Esercizi proposti
(1) Trascriva dall'estratto sulla tappa del Tour il tratto che va da "I primi 100km" fino a "avventura degli impavidi.".
(2) In base all'estratto sulla tappa del Tour, risponda brevemente alle domande seguenti.
(a) In quale data è stato pubblicato?
(b) Quanti corridori compongono il gruppo di fuga?
(c) Con quale corridore Cunego si riporta sui primi?

====== Estratto del testo

LA MADDALENA NON PERDONA: DUELLI, DUETTI E SOLITUDINI

luglio 13, 2010
Categoria: News

Se la prima tappa alpina ci aveva lasciato in eredità una “squadretta calcistica” di pretendenti in grado di lottare per la gialla, il secondo passaggio d’alta montagna sgretola e delinea la classifica. La maglia gialla in questo Tour scotta come il sole canicolare, ma stavolta ad abbandonarla – definitivamente – è un pretendente pretenzioso.

Foto copertina: Sandy Casar precede Luis Leon Sanchez e Damiano Cunego sul traguardo di Saint-Jean-de-Maurienne (foto Roberto Bettini)

La fuga prima di tutto, sia perché parte subito, sia perché fa corsa quasi a sé con un ruolo tattico ancor minore di quel piccolo potenziale che aveva lasciato intravedere: una fuga meno dirompente del possibile, che però con le proprie minute vicende romanzesche risulta anche affascinante.
I primi 100km proponevano un fuoco di fila di grandi salite, che però 50km senza asperità dividevano dall’HC incombente. Inevitabile quindi che un terreno tanto arduo da controllare, ma tanto ricco di gemme disseminate dagli organizzatori sotto la specie di punti per le varie classifiche, stimolasse la voglia di avventura degli impavidi.
Dopo gli assalti a ripetizione – ma tutti falliti – di Chavanel, Cunego e Fedrigo, si compone un gruppo di dodici uomini con tra gli altri Jerome Pineau (QuickStep), tra i più attivi perché in caccia di punti a pois,Thor Hushovd (Cervélo), ugualmente pimpante perché memore dell’anno scorso con la maglia verde conquistata in montagna (anche se non siamo al Giro!), Jens Voigt, possibile boa Saxo per Andy, Luis Leon Sanchez frequentatore di classifiche generali e oltretutto con due compagni della Caisse d’Epargne, José Ivan Gutierrez e Christophe Moreau. Ci sono poi Sandy Casar (Francaise des Jeux) e Anthony Charteau (Bbox), che stringeranno i denti fino alla fine; citiamo pure un Nocentini per il quale è già un grande merito essere qui.
I cacciatori di punti compiranno il proprio dovere e poi si ritireranno in buon ordine, mentre i Caisse dimostrano quella bella fantasia strategica che già tinse di rosa il Giro di Arroyo, dando spessore all’evasione finché le forze glielo consentiranno.
Sulla Colombière il distacco è già corposo, ma ciò nonostante le pendenze in doppia cifra che adornano questa ascesa stimolano sommovimenti nella terra di nessuno: sono molti i tentativi di agguantare per le piume i fringuelli di giornata, e sono spesso tentativi importanti, con uomini d’appoggio come Vinokourov, Popovych oppure Horner. La BMC decide allora, anche con Ballan, di far valere il proprio ruolo di squadra del leader, aumenta il passo e rovescia la scacchiera prima che i cavalli pazzi possano presidiare posizioni chiave. A maggior ragione si distingue il caparbio e scoppiettante balzo di Cunego, che in varia compagnia (Hunter, Paulinho) ma in ultimo in coppia con il promettente Taaramae divora il distacco e si riporta sui primi, rivolgendo poi ogni proprio sforzo al recuperare energie in vista del finale, assiso alle ruote dei compagni – che invero non gradiscono granché –. Vero e proprio numero del veronese, dunque, che non si è rassegnato alle carte che la sorte gli aveva assegnato nei primi chilometri.

============
====== Materiale di partenza

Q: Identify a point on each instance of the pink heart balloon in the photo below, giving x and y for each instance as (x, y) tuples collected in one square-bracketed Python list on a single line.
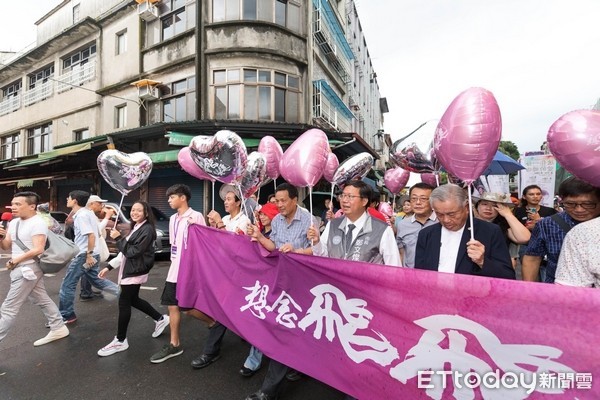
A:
[(467, 136), (271, 149), (330, 167), (254, 175), (222, 156), (574, 139), (184, 158), (124, 172), (303, 162), (395, 179)]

============

Risultati attesi
(1)
I primi 100km proponevano un fuoco di fila di grandi salite, che però 50km senza asperità dividevano dall’HC incombente. Inevitabile quindi che un terreno tanto arduo da controllare, ma tanto ricco di gemme disseminate dagli organizzatori sotto la specie di punti per le varie classifiche, stimolasse la voglia di avventura degli impavidi.

(2)
(a) Il 13 luglio 2010.
(b) Dodici.
(c) Con Taaramae.